## START SELECTED TEXT
In this one, Alex starts it off with some questions about the site structure itself.

Alex J: Hey, Ian, I find myself often wishing that, by searching a particular title, I would know where it is set in the recommended reading order. While it is useful that you give us the name of the previous and proceeding issue, it would be nice to know which page it appears on in your master list of 39 pages. Is this at all possible?

TPBro: I know. This is a major pain. I haven’t yet figured out how to do it. It’s why I really want the whole list to be an infinite scroll, meaning it loads as you scroll down, and to couple it with a hot search that would just scroll you down to the book in the order.

It’s relatively intense programming stuff though and I’m not sure how to do it yet.

I’ll see if there’s some way I can get it to show the page or something in the meantime. The trouble is, I’m not sure how it would chose which order page to show, since a book might be on page 3 of the recommended reading order and page 1 of the superman order and so on.
## END SELECTED TEXT
## TO DO:
Please quote the passage about the reading order from "TPBro: I know." up to and including "in the order.".
## START EXCERPTED RECORDS
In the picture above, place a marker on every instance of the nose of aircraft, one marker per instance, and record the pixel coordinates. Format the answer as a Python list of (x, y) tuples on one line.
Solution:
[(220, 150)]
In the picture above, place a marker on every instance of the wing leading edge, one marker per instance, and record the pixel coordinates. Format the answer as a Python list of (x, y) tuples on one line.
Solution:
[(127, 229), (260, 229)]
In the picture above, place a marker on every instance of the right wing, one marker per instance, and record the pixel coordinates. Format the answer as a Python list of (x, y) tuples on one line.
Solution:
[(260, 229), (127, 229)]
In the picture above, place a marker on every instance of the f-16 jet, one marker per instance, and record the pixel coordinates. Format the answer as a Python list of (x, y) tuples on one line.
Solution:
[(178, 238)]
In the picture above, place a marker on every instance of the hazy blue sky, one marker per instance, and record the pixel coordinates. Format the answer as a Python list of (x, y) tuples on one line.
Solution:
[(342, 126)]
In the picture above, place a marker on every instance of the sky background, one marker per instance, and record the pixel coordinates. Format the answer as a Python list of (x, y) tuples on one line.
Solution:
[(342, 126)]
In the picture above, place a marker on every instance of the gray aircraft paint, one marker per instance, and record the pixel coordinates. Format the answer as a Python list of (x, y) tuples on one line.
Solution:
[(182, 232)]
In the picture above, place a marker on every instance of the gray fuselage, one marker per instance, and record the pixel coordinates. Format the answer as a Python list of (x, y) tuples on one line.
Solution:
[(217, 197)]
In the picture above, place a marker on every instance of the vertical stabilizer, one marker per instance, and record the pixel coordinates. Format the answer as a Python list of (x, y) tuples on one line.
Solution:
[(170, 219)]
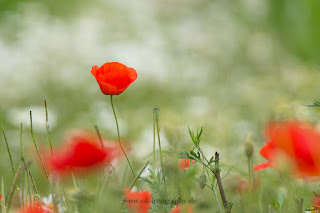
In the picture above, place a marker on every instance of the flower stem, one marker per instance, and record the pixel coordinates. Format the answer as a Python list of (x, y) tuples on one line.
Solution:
[(35, 144), (9, 153), (227, 205), (13, 188), (115, 117), (21, 178), (154, 142), (47, 126), (99, 135), (156, 114)]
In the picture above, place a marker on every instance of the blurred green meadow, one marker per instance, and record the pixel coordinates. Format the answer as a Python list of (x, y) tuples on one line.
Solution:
[(229, 66)]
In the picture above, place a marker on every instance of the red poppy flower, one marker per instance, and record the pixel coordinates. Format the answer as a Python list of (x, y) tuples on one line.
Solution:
[(138, 202), (296, 142), (113, 77), (179, 208), (36, 208), (185, 163), (80, 153)]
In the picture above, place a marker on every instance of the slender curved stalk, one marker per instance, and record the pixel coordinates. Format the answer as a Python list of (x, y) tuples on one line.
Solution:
[(33, 183), (154, 142), (47, 126), (9, 153), (156, 110), (115, 117), (22, 174), (28, 182), (35, 144), (13, 188), (99, 135), (3, 200), (135, 180)]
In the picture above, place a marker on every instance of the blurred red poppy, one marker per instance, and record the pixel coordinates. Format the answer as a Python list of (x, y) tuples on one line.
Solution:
[(36, 208), (179, 208), (113, 77), (138, 202), (185, 163), (296, 142), (81, 153)]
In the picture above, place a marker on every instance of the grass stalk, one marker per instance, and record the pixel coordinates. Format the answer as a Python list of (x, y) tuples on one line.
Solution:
[(154, 142), (13, 188), (156, 114), (99, 135), (33, 183), (35, 144), (47, 126), (3, 200), (115, 117), (135, 180), (9, 153)]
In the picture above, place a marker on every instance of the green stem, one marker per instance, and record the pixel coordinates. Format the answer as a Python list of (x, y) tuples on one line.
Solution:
[(35, 144), (99, 135), (28, 182), (154, 142), (13, 188), (250, 174), (8, 149), (33, 183), (160, 150), (3, 200), (22, 174), (135, 180), (115, 117), (74, 181), (65, 197), (47, 126)]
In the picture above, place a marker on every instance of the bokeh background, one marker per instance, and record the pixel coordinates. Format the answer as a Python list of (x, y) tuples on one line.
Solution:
[(229, 66)]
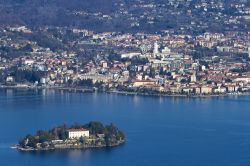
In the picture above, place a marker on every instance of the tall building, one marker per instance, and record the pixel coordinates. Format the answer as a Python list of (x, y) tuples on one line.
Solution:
[(156, 49)]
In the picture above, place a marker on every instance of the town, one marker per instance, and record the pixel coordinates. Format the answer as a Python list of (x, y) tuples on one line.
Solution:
[(172, 61)]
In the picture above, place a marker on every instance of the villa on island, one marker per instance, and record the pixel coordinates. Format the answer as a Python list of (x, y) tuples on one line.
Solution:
[(78, 133)]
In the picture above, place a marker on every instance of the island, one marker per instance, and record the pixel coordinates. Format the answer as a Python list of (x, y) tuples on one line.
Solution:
[(77, 136)]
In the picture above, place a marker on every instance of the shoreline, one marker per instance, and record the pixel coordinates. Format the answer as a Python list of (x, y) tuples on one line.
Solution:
[(92, 90), (30, 149)]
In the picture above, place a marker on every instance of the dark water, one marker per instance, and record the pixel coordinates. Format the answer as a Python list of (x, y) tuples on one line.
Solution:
[(160, 131)]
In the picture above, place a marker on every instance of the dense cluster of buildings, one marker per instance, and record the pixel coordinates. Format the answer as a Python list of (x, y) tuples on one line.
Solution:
[(211, 63)]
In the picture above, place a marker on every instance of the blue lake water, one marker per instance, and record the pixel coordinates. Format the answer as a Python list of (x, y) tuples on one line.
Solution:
[(160, 131)]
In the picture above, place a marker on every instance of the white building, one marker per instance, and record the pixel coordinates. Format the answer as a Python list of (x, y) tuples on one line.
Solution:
[(78, 133)]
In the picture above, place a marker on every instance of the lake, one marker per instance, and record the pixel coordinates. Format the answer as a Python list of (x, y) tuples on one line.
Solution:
[(161, 131)]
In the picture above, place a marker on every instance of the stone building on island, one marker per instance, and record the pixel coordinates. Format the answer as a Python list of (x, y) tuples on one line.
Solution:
[(78, 133)]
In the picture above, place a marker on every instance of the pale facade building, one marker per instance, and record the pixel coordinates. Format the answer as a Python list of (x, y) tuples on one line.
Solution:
[(78, 133)]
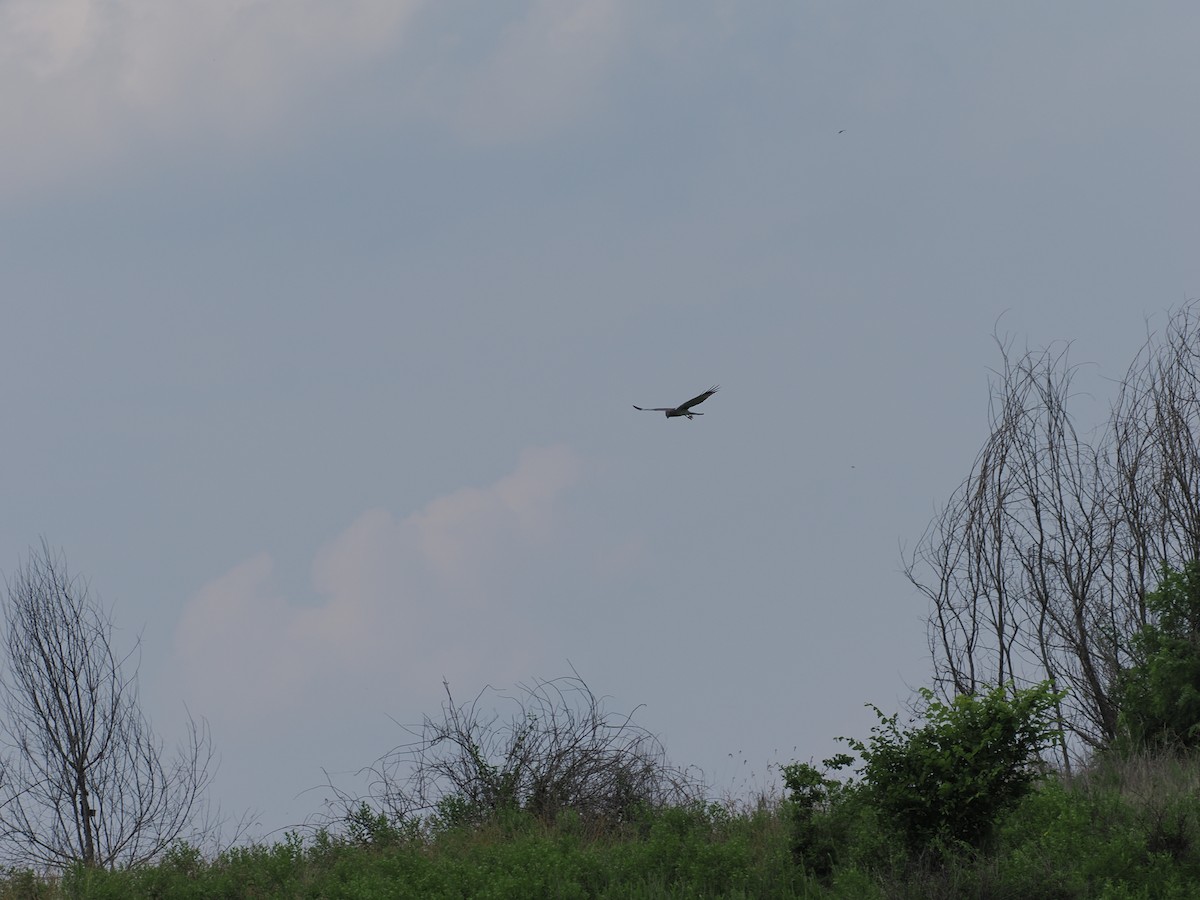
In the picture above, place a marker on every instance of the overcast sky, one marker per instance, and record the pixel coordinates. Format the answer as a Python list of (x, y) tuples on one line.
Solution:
[(322, 324)]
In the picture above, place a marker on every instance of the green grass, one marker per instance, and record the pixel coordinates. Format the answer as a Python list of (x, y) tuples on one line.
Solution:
[(1123, 831)]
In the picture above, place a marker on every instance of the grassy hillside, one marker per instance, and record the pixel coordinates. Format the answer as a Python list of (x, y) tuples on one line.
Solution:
[(1122, 829)]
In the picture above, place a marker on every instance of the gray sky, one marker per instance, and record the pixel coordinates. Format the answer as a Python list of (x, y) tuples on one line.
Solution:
[(322, 324)]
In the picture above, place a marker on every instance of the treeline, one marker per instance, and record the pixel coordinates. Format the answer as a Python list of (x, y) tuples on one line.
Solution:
[(1053, 756)]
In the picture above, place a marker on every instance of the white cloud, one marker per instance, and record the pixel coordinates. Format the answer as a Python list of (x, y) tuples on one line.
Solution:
[(544, 67), (82, 81), (403, 599), (85, 83)]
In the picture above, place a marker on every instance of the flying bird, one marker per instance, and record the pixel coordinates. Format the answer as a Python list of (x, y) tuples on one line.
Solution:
[(683, 408)]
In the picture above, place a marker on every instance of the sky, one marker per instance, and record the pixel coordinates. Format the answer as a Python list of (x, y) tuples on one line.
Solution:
[(321, 328)]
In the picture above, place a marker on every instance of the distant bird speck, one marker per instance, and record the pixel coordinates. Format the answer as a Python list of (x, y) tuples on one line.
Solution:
[(683, 408)]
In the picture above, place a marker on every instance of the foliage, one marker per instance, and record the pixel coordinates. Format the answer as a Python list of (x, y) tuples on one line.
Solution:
[(559, 751), (1039, 563), (947, 781), (1161, 689), (1122, 828), (823, 814)]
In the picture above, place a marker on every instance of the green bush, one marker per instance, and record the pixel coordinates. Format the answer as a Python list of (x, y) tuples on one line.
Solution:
[(1159, 694), (946, 783)]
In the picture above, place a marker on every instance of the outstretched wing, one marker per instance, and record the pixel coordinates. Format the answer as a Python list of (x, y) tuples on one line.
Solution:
[(701, 399)]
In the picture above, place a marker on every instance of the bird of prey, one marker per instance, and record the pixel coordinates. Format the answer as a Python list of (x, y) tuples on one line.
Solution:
[(683, 408)]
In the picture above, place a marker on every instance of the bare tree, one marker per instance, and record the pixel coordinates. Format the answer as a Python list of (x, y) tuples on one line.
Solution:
[(558, 750), (1038, 565), (84, 778)]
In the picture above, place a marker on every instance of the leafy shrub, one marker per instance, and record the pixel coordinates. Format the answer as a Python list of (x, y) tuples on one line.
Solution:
[(1159, 693), (947, 781), (559, 750)]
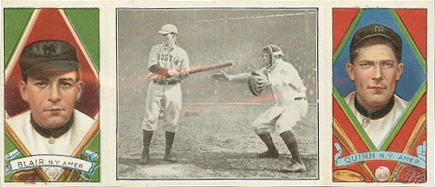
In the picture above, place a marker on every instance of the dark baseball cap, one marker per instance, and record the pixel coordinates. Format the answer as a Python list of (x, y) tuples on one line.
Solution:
[(375, 30), (48, 55)]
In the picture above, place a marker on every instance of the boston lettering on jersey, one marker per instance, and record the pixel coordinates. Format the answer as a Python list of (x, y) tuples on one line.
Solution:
[(168, 58)]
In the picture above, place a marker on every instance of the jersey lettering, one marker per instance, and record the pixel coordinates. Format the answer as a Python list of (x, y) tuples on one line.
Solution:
[(163, 58)]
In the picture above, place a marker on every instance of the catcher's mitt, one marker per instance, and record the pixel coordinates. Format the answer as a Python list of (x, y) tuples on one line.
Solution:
[(257, 83)]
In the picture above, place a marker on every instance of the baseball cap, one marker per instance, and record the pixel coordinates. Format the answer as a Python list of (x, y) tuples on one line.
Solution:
[(168, 28), (273, 49), (375, 30), (48, 55)]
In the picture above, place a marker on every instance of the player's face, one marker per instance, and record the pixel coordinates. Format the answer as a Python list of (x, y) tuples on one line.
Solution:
[(51, 96), (375, 72), (168, 39), (265, 58)]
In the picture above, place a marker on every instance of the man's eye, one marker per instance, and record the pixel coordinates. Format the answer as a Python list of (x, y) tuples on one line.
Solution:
[(388, 65), (40, 84), (65, 84), (364, 65)]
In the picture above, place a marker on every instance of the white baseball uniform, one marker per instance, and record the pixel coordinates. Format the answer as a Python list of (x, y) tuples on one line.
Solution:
[(65, 144), (164, 96), (289, 93), (379, 123)]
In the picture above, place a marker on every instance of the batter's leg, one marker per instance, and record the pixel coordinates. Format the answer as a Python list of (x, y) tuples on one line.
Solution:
[(147, 135), (290, 141), (169, 140), (271, 152)]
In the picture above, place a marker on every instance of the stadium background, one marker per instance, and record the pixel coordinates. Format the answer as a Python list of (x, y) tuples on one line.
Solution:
[(213, 111)]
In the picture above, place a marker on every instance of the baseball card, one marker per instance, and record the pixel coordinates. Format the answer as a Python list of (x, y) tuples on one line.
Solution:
[(51, 95), (202, 121), (380, 95), (217, 93)]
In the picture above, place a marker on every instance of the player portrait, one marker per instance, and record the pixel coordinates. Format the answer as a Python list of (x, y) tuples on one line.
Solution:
[(51, 95), (379, 95), (185, 110)]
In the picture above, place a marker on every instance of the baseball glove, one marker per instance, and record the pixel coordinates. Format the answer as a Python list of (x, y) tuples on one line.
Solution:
[(257, 83)]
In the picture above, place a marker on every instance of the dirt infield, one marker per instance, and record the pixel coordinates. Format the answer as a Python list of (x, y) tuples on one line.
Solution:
[(213, 142)]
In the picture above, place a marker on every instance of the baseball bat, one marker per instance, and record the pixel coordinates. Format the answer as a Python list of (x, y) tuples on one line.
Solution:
[(198, 69), (412, 142), (345, 140), (14, 138)]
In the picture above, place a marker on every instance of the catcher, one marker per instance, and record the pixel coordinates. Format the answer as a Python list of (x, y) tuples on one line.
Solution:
[(291, 103)]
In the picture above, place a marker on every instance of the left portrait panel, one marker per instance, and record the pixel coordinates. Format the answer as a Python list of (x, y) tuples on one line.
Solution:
[(51, 62)]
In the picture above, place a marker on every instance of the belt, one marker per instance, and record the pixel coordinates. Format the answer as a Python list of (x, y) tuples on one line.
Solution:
[(300, 98), (166, 82)]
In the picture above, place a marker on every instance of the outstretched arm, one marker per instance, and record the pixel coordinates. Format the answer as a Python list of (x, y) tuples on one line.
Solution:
[(241, 77)]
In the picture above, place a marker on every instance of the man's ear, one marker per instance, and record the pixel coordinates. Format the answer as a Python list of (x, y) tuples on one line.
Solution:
[(350, 68), (23, 90), (399, 70), (79, 87)]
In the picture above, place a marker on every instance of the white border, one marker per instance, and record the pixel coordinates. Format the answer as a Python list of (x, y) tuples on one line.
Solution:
[(108, 83)]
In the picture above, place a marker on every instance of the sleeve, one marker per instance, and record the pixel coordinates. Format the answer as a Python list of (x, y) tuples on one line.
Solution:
[(294, 80), (157, 69), (152, 59)]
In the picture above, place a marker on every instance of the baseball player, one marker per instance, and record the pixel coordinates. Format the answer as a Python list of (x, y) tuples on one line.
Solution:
[(171, 63), (291, 103), (375, 68), (51, 85)]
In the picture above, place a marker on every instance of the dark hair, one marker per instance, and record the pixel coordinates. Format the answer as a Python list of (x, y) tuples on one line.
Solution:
[(25, 76), (375, 41)]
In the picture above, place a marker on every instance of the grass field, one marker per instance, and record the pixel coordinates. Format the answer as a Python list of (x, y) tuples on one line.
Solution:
[(214, 142)]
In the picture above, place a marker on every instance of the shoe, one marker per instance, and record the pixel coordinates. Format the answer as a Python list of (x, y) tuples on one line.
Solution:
[(170, 158), (269, 154), (144, 159), (296, 167)]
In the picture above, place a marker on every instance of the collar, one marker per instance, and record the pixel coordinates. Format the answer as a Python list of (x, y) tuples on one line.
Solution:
[(274, 64), (55, 133), (376, 114)]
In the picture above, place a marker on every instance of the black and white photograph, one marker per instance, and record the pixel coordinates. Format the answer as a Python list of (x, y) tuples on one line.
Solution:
[(217, 93)]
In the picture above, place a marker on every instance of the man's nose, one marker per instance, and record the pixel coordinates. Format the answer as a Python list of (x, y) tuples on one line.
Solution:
[(54, 94), (378, 74)]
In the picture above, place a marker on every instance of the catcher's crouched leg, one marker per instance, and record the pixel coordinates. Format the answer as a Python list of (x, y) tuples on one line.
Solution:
[(263, 131), (169, 156), (290, 141)]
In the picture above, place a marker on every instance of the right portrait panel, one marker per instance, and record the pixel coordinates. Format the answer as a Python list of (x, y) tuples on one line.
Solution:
[(379, 95)]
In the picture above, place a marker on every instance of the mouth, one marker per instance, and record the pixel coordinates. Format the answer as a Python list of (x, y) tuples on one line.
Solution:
[(377, 88), (54, 110)]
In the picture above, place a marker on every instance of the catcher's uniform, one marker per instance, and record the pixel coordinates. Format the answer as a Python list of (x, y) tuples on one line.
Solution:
[(65, 144), (164, 95), (289, 93), (378, 123)]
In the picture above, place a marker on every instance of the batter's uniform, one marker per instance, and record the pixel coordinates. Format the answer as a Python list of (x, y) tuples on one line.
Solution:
[(379, 123), (289, 93), (164, 94), (65, 144)]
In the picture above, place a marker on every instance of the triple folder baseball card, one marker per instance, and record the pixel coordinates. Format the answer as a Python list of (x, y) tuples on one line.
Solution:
[(217, 93)]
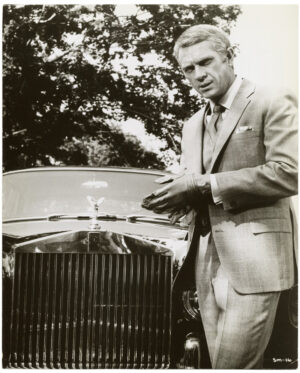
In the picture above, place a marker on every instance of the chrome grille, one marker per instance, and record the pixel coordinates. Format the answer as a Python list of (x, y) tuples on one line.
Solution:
[(91, 310)]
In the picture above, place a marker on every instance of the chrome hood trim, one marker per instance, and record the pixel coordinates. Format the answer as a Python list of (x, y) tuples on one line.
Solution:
[(86, 241)]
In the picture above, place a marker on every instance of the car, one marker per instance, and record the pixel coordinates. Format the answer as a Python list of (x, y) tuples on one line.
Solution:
[(88, 276)]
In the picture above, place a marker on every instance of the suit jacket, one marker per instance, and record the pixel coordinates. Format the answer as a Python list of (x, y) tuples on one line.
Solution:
[(255, 164)]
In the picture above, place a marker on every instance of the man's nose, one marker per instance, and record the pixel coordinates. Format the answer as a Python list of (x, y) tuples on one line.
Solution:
[(200, 73)]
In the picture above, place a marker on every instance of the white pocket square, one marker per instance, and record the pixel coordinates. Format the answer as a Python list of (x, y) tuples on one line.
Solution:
[(242, 129)]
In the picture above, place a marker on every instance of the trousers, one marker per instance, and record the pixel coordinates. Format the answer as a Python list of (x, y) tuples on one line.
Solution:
[(237, 326)]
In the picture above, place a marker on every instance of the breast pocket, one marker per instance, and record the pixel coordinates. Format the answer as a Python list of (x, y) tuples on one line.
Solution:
[(245, 134), (270, 225)]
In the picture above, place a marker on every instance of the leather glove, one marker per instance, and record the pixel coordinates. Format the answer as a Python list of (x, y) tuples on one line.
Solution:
[(178, 193)]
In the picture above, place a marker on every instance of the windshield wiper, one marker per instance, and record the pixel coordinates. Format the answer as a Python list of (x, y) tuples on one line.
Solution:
[(151, 219), (110, 217), (57, 217)]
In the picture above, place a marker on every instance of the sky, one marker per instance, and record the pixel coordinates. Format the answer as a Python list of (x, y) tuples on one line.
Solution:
[(267, 36), (268, 40)]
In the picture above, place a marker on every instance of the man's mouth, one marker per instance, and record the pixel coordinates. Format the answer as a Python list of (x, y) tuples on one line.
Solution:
[(204, 85)]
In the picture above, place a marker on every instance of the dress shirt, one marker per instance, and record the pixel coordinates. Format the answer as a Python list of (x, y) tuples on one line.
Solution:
[(226, 101)]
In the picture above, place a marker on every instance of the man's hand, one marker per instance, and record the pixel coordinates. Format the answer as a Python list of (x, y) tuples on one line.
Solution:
[(177, 194)]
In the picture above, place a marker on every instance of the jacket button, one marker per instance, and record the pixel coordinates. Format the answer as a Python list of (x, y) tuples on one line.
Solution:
[(204, 222)]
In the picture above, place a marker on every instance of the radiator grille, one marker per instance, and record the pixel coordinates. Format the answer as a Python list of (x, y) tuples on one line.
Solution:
[(88, 310)]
## END EXCERPTED RECORDS
## RESPONSE TO THE EXERCISE:
TPBro: I know. This is a major pain. I haven’t yet figured out how to do it. It’s why I really want the whole list to be an infinite scroll, meaning it loads as you scroll down, and to couple it with a hot search that would just scroll you down to the book in the order.